Transfer the stretch from the start of the items through the line that contains "(1171, 334)", requests included, and add -61 to every number in the pixel coordinates given as answers.

Material for this task start

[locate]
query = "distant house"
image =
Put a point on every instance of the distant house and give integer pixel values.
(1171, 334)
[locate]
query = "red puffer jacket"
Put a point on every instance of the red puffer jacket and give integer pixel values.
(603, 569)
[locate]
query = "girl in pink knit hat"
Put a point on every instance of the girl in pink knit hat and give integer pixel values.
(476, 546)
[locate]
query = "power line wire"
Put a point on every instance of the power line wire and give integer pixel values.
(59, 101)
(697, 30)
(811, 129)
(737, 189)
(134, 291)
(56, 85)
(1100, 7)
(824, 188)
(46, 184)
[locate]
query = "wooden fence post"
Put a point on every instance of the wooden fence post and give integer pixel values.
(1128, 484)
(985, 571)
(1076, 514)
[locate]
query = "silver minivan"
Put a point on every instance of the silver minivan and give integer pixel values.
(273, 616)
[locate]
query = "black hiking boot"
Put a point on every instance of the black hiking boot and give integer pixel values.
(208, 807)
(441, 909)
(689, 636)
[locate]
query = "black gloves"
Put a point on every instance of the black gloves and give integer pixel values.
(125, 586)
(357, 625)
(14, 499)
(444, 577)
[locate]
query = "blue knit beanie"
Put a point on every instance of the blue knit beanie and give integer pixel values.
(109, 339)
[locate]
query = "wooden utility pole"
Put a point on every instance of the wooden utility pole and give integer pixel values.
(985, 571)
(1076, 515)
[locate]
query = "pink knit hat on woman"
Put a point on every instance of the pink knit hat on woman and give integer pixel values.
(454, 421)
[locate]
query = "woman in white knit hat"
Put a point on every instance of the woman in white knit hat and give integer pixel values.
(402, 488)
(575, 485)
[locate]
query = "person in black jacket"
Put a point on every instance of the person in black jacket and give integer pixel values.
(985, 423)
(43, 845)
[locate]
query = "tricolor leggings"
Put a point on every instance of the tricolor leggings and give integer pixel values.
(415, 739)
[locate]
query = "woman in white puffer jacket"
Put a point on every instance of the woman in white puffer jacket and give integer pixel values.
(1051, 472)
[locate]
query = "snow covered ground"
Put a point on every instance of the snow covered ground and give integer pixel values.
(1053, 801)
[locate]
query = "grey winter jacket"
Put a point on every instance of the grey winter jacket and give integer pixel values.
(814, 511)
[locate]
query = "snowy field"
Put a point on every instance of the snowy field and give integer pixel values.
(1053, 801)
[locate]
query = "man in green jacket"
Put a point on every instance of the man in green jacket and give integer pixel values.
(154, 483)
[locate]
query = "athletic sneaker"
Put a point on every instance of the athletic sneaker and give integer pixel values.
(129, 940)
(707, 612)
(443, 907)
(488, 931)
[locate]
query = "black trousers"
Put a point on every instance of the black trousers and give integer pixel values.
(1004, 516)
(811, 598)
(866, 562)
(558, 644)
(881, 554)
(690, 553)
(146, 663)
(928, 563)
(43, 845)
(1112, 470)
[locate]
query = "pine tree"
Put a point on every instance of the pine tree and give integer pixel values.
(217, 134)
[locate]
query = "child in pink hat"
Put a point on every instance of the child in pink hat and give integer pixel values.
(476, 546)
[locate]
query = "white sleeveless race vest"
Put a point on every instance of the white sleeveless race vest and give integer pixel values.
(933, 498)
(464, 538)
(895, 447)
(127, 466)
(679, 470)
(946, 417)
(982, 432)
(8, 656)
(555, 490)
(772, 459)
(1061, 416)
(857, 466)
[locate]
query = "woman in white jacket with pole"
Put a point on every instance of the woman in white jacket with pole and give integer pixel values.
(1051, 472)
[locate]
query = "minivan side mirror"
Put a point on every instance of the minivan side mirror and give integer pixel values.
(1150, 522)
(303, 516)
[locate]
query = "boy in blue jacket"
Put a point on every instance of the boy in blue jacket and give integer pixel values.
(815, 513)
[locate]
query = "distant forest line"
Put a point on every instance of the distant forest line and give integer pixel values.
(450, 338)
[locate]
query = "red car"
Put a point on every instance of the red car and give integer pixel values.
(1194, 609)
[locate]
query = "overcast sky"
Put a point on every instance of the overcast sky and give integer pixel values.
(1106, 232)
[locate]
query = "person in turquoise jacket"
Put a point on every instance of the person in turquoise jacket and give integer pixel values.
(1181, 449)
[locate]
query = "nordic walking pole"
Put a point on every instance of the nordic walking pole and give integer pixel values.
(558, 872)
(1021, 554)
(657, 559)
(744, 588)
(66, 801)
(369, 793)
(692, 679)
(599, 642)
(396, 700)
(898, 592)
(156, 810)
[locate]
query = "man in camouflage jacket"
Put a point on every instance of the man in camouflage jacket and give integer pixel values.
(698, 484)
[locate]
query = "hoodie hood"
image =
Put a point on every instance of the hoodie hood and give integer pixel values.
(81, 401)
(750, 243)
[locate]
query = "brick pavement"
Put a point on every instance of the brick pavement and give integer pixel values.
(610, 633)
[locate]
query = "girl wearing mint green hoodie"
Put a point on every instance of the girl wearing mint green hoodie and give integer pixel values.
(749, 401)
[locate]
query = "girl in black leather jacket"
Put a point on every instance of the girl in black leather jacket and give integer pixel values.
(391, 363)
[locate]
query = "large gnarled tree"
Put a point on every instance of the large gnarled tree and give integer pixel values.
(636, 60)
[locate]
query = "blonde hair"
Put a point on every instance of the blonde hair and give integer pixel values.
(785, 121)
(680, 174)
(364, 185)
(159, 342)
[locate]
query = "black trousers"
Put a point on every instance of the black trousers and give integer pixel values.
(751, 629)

Material for this task end

• **Response to this task**:
[locate]
query = "distant house"
image =
Put a point on every instance of the distant house and give integer pixel values.
(1110, 273)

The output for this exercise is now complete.